> _EXPLORE THE MATERIAL_
a) In the tax tips, how much in excess capital losses can you write off each year as an offset to income?
b) Set down the part of the tax tips that begins at the words "Tip 1 – Defer" and stops after the words "status as well.", copied word for word.
c) Using the tax tips, say whether each statement agrees with the text. Answer yes or no, and quote the words that decide it. (i) You must be in a high deductible health insurance program to qualify for an HSA. (ii) Money left unspent in an employer spending account carries over into the next year. (iii) Income put into a 401(k) plan is taxed during 2017.

> _TEXT SEGMENT_
Tip 1 – Defer Income in Retirement Accounts
There are numerous savings plans that allow you to contribute current income toward your retirement. This income is not taxed during 2017, only when you withdraw the money from your retirement account in a later year. The most common plans are 401(k), 403(b) or 457 plans. These employer-sponsored plans often have the added bonus of employer matching contributions. Many IRA plans also offer this tax-deferred status as well.
Tip 2 – Defer Income/Accelerate Expenses
While this is not always possible, sometimes it is. Remember your tax return is on a “cash basis”. If you did not effectively receive the income in 2017, you can defer it into 2018. Or if you write the check this year for the deductible expense on December 31st you can deduct it. This knowledge is especially helpful for self-employed individuals. Changing the timing of your billing or receipt of income (like a bonus check) can make a big difference in your taxable income.
Tip 3 – Effectively Use Capital Losses
Each year you can write off up to $3,000 in excess capital losses (i.e. stock loss) as an offset to income. Capital losses are first offset against capital gains, but excess losses up to the $3,000 limit can eliminate high tax rate ordinary income. Better still, if you have a capital gain from a property you held for less than one year, you could offset this gain from an investment loss up to the total gain amount! The tax benefit is often much lower if your capital loss is used to offset long-term capital gains.
Tip 4 – Open a Health Savings Account (HSA)
This relatively new health insurance benefit allows you to set up an IRA-like account to pay for medical and dental expenses. Any funds at the end of the year that are not used to pay for qualified medical expenses can be invested and carried over into future years. To qualify for an HSA you must be in a high deductible health insurance program. Other limitations apply.
Tip 5 – Use Employer Spending Accounts
Employers often offer you the ability to pay for health care and dependent care expenses through spending accounts. The benefit of these accounts is you can pay for qualified day care and medical expenses using pre-tax dollars. You sign up for this benefit with your employer each year. The income you set aside in these accounts reduces your income, but the funds must be used each year or you will lose the unspent money.

> _SUPPLIED RECORDS_

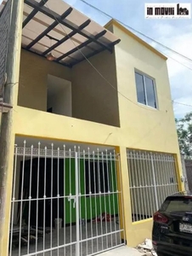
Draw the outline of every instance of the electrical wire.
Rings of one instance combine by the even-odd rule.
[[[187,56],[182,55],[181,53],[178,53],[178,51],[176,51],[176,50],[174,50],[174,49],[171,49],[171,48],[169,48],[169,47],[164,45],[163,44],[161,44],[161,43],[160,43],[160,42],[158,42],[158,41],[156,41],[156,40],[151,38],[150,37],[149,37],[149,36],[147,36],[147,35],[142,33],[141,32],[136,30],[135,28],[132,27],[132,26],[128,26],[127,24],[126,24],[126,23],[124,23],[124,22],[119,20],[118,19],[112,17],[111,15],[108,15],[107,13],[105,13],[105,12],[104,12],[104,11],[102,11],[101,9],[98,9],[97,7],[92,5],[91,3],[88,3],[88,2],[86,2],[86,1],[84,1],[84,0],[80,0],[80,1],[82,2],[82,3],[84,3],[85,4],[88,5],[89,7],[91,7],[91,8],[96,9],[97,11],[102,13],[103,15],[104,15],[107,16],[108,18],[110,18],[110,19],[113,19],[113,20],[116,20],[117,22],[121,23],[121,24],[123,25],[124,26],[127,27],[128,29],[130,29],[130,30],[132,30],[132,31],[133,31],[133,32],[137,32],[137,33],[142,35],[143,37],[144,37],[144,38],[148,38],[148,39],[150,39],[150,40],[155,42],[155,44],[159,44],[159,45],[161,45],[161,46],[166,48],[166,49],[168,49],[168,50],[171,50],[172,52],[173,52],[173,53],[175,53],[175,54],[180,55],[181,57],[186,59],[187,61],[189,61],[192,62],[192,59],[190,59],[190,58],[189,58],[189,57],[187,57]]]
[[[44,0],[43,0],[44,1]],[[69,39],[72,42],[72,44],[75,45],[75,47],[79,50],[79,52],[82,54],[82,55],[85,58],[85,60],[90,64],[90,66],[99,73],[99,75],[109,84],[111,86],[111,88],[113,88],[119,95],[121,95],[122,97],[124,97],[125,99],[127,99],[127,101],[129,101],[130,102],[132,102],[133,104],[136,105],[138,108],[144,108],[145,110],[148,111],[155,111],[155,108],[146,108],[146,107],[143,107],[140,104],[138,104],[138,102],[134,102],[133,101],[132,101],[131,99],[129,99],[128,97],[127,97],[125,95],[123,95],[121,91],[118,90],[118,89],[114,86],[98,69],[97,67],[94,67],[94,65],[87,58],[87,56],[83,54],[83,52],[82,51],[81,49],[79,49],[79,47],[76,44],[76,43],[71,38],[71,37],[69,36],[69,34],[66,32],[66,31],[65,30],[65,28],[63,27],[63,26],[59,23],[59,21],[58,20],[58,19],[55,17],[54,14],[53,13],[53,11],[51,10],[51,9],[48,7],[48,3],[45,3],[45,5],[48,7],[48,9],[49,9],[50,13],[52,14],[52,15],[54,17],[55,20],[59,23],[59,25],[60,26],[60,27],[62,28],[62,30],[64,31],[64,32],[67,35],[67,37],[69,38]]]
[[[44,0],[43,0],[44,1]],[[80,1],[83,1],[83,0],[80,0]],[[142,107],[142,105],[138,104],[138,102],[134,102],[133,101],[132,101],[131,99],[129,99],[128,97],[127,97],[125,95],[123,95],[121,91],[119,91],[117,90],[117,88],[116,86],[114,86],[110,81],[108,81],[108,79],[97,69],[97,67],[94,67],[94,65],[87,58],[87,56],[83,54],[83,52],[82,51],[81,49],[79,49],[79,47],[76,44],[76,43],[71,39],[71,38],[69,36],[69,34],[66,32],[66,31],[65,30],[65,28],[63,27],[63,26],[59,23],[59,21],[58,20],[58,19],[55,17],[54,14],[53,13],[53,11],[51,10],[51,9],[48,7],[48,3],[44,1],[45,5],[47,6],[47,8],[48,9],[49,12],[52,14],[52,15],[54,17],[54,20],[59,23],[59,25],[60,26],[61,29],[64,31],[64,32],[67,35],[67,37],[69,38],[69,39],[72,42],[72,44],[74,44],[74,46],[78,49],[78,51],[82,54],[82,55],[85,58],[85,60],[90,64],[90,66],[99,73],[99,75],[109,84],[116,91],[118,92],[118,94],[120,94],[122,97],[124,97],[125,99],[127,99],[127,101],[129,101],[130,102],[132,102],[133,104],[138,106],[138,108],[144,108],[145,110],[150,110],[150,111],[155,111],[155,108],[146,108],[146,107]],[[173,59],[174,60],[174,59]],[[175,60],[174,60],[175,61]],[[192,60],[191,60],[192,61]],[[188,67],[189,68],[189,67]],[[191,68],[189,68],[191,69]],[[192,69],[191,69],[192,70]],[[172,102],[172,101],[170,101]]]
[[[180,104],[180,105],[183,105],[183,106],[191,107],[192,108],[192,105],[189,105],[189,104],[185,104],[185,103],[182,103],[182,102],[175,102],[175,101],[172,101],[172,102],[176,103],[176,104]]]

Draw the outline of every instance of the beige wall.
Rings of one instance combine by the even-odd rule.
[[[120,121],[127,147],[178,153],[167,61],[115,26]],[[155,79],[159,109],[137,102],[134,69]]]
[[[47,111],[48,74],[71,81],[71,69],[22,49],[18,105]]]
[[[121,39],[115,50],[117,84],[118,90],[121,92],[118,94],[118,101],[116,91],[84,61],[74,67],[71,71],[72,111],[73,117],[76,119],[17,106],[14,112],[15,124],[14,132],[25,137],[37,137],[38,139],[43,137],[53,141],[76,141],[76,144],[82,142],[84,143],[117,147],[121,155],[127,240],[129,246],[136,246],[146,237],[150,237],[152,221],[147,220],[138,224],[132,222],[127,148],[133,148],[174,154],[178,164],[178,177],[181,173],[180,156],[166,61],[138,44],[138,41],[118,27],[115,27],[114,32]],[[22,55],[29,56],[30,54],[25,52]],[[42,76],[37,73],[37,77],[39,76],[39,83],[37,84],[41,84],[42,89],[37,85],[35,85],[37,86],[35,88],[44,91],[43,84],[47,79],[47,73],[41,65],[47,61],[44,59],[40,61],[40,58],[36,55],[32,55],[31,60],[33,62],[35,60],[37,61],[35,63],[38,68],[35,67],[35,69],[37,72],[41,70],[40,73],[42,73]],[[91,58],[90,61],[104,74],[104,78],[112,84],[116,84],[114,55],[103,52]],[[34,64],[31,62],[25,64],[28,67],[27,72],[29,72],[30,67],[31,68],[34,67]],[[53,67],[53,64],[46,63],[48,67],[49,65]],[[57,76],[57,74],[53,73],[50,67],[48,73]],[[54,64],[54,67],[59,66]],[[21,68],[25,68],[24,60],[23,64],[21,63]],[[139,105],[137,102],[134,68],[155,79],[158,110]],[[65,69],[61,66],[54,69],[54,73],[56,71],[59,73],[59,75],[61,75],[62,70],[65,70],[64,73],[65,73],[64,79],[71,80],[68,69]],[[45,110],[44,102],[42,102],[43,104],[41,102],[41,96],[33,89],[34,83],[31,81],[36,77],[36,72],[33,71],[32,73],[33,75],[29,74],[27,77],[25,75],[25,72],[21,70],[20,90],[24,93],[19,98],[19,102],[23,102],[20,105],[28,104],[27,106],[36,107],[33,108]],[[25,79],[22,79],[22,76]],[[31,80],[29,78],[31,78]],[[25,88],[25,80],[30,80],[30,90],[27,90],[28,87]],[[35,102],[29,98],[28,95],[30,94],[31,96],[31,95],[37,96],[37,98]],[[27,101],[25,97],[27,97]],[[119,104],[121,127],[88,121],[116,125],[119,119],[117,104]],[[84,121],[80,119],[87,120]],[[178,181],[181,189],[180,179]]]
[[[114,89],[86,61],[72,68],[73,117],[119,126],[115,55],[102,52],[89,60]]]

> _LIST OF SOLUTIONS_
a) Up to $3,000.

b)
Tip 1 – Defer Income in Retirement Accounts
There are numerous savings plans that allow you to contribute current income toward your retirement. This income is not taxed during 2017, only when you withdraw the money from your retirement account in a later year. The most common plans are 401(k), 403(b) or 457 plans. These employer-sponsored plans often have the added bonus of employer matching contributions. Many IRA plans also offer this tax-deferred status as well.

c)
(i) Yes: "To qualify for an HSA you must be in a high deductible health insurance program."
(ii) No: "the funds must be used each year or you will lose the unspent money."
(iii) No: "This income is not taxed during 2017, only when you withdraw the money from your retirement account in a later year."